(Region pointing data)
★ ★ ★ ★

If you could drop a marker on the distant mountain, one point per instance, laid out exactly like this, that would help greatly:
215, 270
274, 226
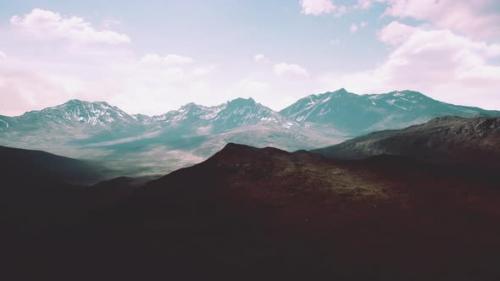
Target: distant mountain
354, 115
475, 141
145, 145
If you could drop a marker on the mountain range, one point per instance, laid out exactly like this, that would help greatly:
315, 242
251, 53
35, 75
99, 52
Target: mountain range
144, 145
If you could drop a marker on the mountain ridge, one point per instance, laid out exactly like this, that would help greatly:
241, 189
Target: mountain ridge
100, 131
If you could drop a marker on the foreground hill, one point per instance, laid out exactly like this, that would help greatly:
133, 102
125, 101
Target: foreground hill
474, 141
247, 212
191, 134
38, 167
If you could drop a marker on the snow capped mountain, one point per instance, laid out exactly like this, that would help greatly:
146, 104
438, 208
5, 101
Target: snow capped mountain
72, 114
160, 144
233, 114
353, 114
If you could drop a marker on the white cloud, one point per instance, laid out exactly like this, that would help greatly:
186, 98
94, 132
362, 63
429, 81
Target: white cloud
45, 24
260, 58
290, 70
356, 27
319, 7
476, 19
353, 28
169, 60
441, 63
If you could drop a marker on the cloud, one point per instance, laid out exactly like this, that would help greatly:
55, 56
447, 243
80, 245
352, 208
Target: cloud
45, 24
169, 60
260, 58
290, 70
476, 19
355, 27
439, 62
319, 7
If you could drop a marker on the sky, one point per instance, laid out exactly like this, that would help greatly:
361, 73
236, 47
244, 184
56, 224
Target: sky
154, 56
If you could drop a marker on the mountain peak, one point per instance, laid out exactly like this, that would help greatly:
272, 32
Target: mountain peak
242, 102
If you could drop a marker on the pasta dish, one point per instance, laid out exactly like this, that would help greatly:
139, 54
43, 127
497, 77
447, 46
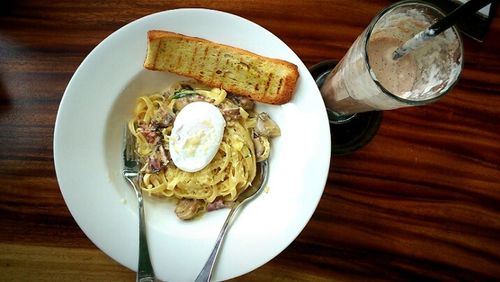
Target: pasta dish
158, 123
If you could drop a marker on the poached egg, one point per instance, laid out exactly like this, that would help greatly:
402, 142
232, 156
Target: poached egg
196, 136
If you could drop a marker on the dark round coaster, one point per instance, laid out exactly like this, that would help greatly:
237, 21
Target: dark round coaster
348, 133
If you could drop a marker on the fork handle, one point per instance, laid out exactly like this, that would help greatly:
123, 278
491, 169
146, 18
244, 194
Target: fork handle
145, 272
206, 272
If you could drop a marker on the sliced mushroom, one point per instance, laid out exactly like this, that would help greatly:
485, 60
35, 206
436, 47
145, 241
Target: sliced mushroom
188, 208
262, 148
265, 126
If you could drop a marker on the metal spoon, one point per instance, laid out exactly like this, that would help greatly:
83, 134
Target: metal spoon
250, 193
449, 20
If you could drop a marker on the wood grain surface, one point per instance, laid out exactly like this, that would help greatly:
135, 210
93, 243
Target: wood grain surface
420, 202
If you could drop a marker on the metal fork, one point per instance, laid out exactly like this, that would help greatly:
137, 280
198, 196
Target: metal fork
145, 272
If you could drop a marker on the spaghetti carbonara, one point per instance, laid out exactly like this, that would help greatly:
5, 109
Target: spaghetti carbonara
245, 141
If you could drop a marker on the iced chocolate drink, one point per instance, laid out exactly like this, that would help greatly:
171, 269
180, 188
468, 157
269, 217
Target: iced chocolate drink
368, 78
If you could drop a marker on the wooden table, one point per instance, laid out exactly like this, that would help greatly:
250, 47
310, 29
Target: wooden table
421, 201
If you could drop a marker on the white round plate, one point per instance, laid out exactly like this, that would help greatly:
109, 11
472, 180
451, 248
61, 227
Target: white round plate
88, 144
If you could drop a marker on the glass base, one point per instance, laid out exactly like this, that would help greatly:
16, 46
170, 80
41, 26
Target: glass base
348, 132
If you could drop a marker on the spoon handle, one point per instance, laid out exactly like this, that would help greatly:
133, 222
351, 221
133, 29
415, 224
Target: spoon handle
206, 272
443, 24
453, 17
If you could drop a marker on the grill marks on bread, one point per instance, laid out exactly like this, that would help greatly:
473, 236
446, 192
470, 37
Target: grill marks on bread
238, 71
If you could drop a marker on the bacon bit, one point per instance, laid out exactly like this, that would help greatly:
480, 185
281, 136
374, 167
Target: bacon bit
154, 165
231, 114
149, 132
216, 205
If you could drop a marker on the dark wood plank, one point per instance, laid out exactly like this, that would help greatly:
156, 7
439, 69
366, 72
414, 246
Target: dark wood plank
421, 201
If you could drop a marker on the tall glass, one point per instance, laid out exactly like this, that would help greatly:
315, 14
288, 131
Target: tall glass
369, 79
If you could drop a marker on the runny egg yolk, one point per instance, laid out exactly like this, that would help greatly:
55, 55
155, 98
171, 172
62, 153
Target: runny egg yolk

★ ★ ★ ★

● Task instructions: Scan the data above for the string "runny". Copy every line in which it appears.

● Response to this task:
If you could drop a marker on the runny egg yolk, one point per instance, laid out exactly like this, that would help greatly:
Target: runny egg yolk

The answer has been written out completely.